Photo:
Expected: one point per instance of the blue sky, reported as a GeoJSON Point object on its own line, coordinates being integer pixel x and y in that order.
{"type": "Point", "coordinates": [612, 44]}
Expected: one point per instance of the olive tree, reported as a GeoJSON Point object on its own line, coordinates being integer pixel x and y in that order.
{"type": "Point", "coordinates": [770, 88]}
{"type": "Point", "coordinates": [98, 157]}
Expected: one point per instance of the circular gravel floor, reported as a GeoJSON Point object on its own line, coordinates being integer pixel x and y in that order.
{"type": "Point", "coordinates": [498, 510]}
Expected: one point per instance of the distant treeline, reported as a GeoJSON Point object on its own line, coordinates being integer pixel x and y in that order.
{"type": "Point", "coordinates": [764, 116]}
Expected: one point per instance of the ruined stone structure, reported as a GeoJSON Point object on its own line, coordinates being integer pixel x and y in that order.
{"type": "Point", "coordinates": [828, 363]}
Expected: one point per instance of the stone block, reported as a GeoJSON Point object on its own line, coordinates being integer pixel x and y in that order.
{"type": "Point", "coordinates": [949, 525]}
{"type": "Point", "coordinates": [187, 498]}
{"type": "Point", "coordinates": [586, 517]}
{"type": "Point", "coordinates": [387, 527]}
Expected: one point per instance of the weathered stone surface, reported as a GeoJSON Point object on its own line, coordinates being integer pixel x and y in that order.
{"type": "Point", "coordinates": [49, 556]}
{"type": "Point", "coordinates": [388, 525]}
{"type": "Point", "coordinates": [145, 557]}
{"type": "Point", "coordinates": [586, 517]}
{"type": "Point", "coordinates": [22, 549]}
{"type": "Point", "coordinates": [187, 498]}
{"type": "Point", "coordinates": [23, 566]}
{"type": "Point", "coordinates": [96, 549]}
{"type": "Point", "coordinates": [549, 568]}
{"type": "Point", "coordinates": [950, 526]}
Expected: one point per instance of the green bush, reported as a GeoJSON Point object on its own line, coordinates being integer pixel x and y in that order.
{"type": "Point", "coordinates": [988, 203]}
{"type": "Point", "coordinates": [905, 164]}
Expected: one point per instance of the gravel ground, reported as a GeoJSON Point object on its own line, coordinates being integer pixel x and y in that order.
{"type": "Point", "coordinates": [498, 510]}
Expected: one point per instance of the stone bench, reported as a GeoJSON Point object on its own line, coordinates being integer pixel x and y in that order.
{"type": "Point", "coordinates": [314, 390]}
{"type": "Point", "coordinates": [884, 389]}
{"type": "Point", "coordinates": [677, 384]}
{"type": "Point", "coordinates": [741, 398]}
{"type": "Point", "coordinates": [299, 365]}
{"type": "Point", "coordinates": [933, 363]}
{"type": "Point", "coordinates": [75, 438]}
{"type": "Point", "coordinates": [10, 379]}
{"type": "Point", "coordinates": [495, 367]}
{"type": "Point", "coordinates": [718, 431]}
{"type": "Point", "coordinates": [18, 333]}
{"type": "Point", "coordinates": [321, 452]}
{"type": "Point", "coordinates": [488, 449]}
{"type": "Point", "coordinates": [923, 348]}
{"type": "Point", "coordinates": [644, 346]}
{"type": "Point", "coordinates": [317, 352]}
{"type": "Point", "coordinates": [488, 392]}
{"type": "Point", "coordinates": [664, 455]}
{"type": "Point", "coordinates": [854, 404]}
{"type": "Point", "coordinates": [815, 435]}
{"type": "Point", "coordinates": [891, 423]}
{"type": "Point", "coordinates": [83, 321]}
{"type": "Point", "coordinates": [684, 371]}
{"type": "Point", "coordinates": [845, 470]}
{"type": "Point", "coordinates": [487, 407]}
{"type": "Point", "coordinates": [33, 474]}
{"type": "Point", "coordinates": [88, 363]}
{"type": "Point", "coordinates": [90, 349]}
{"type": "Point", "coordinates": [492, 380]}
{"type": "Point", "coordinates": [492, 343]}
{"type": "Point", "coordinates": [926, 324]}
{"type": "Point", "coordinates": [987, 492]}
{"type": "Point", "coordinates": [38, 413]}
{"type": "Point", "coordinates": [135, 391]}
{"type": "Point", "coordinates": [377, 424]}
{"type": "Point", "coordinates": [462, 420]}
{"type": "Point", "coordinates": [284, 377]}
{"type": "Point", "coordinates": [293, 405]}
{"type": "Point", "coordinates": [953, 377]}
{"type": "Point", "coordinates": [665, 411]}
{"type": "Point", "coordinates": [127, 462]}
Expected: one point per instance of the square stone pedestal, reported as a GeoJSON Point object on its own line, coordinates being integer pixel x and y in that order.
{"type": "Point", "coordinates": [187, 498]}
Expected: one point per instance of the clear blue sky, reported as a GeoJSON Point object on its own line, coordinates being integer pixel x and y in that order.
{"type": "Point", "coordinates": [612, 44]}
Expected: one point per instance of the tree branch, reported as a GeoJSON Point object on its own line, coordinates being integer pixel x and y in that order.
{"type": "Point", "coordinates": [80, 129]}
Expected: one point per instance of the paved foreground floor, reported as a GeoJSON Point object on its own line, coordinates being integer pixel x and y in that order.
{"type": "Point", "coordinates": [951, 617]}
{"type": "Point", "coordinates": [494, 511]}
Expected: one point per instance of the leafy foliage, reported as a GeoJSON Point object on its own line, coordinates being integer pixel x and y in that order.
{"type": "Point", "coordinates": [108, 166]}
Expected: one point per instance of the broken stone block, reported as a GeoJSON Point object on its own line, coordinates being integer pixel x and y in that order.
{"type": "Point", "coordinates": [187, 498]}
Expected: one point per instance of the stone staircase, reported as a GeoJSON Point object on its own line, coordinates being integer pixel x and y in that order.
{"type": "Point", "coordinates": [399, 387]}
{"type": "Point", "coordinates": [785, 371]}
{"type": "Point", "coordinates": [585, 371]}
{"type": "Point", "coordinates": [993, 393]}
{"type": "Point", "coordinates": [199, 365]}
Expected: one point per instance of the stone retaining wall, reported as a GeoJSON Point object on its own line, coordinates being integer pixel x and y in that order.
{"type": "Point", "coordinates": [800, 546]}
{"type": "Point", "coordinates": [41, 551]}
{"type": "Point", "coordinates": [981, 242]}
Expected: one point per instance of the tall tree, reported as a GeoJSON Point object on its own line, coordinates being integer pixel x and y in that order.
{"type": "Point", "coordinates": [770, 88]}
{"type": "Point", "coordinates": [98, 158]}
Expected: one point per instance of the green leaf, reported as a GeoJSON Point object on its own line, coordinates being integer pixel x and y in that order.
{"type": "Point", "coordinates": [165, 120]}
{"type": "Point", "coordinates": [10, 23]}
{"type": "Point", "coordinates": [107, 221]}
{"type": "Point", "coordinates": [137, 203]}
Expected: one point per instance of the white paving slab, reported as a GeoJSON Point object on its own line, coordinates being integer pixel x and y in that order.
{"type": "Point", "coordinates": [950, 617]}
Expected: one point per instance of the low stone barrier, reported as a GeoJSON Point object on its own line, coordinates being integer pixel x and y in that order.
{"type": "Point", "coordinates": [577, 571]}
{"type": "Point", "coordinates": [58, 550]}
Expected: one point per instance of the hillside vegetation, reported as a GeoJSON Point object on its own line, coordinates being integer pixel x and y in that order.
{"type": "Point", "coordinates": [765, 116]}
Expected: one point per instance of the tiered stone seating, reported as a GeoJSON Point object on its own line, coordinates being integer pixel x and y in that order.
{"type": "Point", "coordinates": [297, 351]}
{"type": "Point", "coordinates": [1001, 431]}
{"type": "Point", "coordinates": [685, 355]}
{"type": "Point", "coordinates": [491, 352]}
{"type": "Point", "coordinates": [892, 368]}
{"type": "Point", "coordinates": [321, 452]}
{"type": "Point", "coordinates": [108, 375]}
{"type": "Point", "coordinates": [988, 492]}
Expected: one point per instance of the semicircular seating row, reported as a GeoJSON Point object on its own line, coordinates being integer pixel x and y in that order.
⁂
Exactly as they appear above, give the entries again.

Problem solution
Photo:
Expected: one point per instance of the blue sky, reported as a GeoJSON Point object on its own line, coordinates being integer pixel x and y in that order.
{"type": "Point", "coordinates": [612, 44]}
Expected: one point per instance of the olive tree, reported as a GeoJSON Point object on its own line, coordinates being integer pixel x and y in that order.
{"type": "Point", "coordinates": [770, 88]}
{"type": "Point", "coordinates": [98, 157]}
Expected: one point per instance of the circular gravel floor, reported as a GeoJSON Point object on its own line, coordinates being integer pixel x and y in that order.
{"type": "Point", "coordinates": [498, 510]}
Expected: one point per instance of the distant treeline, reported as a GeoJSON Point object on its own line, coordinates being integer pixel x and y in that order.
{"type": "Point", "coordinates": [764, 116]}
Expected: one point per instance of the ruined stone structure, reported as a GeoJSON Point object on its own line, coordinates being integer pixel x and y in that order.
{"type": "Point", "coordinates": [828, 363]}
Expected: one point per instance of the stone block, reported as a GeoJSON Point object on its own line, coordinates being integer pixel x and y in that order.
{"type": "Point", "coordinates": [949, 525]}
{"type": "Point", "coordinates": [187, 498]}
{"type": "Point", "coordinates": [586, 517]}
{"type": "Point", "coordinates": [387, 527]}
Expected: one point per instance of the weathered stone surface, reported as a GeoJSON Point object on its own line, coordinates being integer pixel x and y in that order.
{"type": "Point", "coordinates": [49, 556]}
{"type": "Point", "coordinates": [388, 525]}
{"type": "Point", "coordinates": [145, 557]}
{"type": "Point", "coordinates": [586, 517]}
{"type": "Point", "coordinates": [22, 549]}
{"type": "Point", "coordinates": [187, 498]}
{"type": "Point", "coordinates": [23, 566]}
{"type": "Point", "coordinates": [96, 549]}
{"type": "Point", "coordinates": [549, 568]}
{"type": "Point", "coordinates": [950, 526]}
Expected: one point per instance of the green bush, reported as a GeoJSON Point object on its own line, coordinates being integer pixel x and y in that order.
{"type": "Point", "coordinates": [988, 203]}
{"type": "Point", "coordinates": [905, 164]}
Expected: one point per instance of the gravel ground, reported as a GeoJSON Point object on its own line, coordinates being integer pixel x and y in that order.
{"type": "Point", "coordinates": [498, 510]}
Expected: one point per instance of the stone bench, reported as a GeoJSON Point object on its own line, coordinates being integer pixel x and y in that order.
{"type": "Point", "coordinates": [314, 390]}
{"type": "Point", "coordinates": [884, 389]}
{"type": "Point", "coordinates": [677, 384]}
{"type": "Point", "coordinates": [741, 398]}
{"type": "Point", "coordinates": [299, 365]}
{"type": "Point", "coordinates": [933, 363]}
{"type": "Point", "coordinates": [75, 438]}
{"type": "Point", "coordinates": [10, 379]}
{"type": "Point", "coordinates": [495, 367]}
{"type": "Point", "coordinates": [718, 431]}
{"type": "Point", "coordinates": [18, 333]}
{"type": "Point", "coordinates": [321, 452]}
{"type": "Point", "coordinates": [488, 449]}
{"type": "Point", "coordinates": [923, 348]}
{"type": "Point", "coordinates": [644, 346]}
{"type": "Point", "coordinates": [317, 352]}
{"type": "Point", "coordinates": [488, 392]}
{"type": "Point", "coordinates": [664, 455]}
{"type": "Point", "coordinates": [854, 404]}
{"type": "Point", "coordinates": [815, 435]}
{"type": "Point", "coordinates": [891, 423]}
{"type": "Point", "coordinates": [83, 321]}
{"type": "Point", "coordinates": [684, 371]}
{"type": "Point", "coordinates": [845, 470]}
{"type": "Point", "coordinates": [487, 407]}
{"type": "Point", "coordinates": [33, 474]}
{"type": "Point", "coordinates": [88, 363]}
{"type": "Point", "coordinates": [90, 349]}
{"type": "Point", "coordinates": [492, 380]}
{"type": "Point", "coordinates": [492, 343]}
{"type": "Point", "coordinates": [926, 324]}
{"type": "Point", "coordinates": [987, 492]}
{"type": "Point", "coordinates": [38, 413]}
{"type": "Point", "coordinates": [135, 391]}
{"type": "Point", "coordinates": [377, 424]}
{"type": "Point", "coordinates": [462, 420]}
{"type": "Point", "coordinates": [284, 377]}
{"type": "Point", "coordinates": [293, 405]}
{"type": "Point", "coordinates": [953, 377]}
{"type": "Point", "coordinates": [665, 411]}
{"type": "Point", "coordinates": [127, 462]}
Expected: one point per instance of the square stone pedestal, reported as a GeoJSON Point object on its own line, coordinates being integer pixel x and y in that order.
{"type": "Point", "coordinates": [187, 498]}
Expected: one point per instance of the clear blue sky, reported as a GeoJSON Point object on its own line, coordinates being integer pixel x and y in that order.
{"type": "Point", "coordinates": [612, 44]}
Expected: one point per instance of the tree branch, reported as a GeoJSON Point object on its own line, coordinates being integer pixel x and y in that order.
{"type": "Point", "coordinates": [80, 129]}
Expected: one point per instance of the paved foreground floor, reported as a GeoJSON Point object on its own line, coordinates being integer pixel x and y in that order.
{"type": "Point", "coordinates": [951, 617]}
{"type": "Point", "coordinates": [494, 511]}
Expected: one point per instance of the leafy foliage, reported as a GeoJSON Point object on its own line, coordinates being integer pixel x and y in that order.
{"type": "Point", "coordinates": [108, 166]}
Expected: one point per instance of the broken stone block, reported as a GeoJSON Point object on its own line, coordinates being integer pixel x and y in that order.
{"type": "Point", "coordinates": [187, 498]}
Expected: one point per instance of the stone staircase, reported as a GeoJSON Point object on its own line, coordinates being integer pixel x and y in that order.
{"type": "Point", "coordinates": [399, 387]}
{"type": "Point", "coordinates": [785, 371]}
{"type": "Point", "coordinates": [585, 371]}
{"type": "Point", "coordinates": [993, 393]}
{"type": "Point", "coordinates": [199, 365]}
Expected: one point per instance of the stone retaining wall, reported as a GeoJSON Point object on its own line, coordinates being integer pixel x and y in that order.
{"type": "Point", "coordinates": [800, 546]}
{"type": "Point", "coordinates": [41, 551]}
{"type": "Point", "coordinates": [981, 242]}
Expected: one point per instance of the tall tree, reported as a GeoJSON Point object on its own line, coordinates being integer pixel x and y in that order.
{"type": "Point", "coordinates": [770, 88]}
{"type": "Point", "coordinates": [98, 158]}
Expected: one point per instance of the green leaf, reported as a GeoJSON Point object on its own line, coordinates being integer pixel x and y in that order.
{"type": "Point", "coordinates": [165, 120]}
{"type": "Point", "coordinates": [10, 23]}
{"type": "Point", "coordinates": [107, 221]}
{"type": "Point", "coordinates": [137, 203]}
Expected: one point per instance of the white paving slab, reported as a GeoJSON Point object on its own line, coordinates being integer pixel x and y in that order.
{"type": "Point", "coordinates": [950, 617]}
Expected: one point per instance of the low stone barrier, reported as a GeoJSON Point object on its own line, coordinates being integer pixel x and y in that order.
{"type": "Point", "coordinates": [577, 571]}
{"type": "Point", "coordinates": [58, 550]}
Expected: one point per instance of the hillside vegetation, reported as a GeoJSON Point object on its own line, coordinates being integer pixel x and y in that order.
{"type": "Point", "coordinates": [765, 116]}
Expected: one point per instance of the tiered stone seating, reported as a GeoJSON Point object on its own line, coordinates being integer pixel x and y in that order.
{"type": "Point", "coordinates": [297, 351]}
{"type": "Point", "coordinates": [1001, 431]}
{"type": "Point", "coordinates": [685, 355]}
{"type": "Point", "coordinates": [491, 352]}
{"type": "Point", "coordinates": [892, 368]}
{"type": "Point", "coordinates": [321, 452]}
{"type": "Point", "coordinates": [108, 375]}
{"type": "Point", "coordinates": [988, 492]}
Expected: one point per instance of the semicircular seating row, reported as a GeoJSON Point object on its own line, coordinates being integer pixel x and y in that order.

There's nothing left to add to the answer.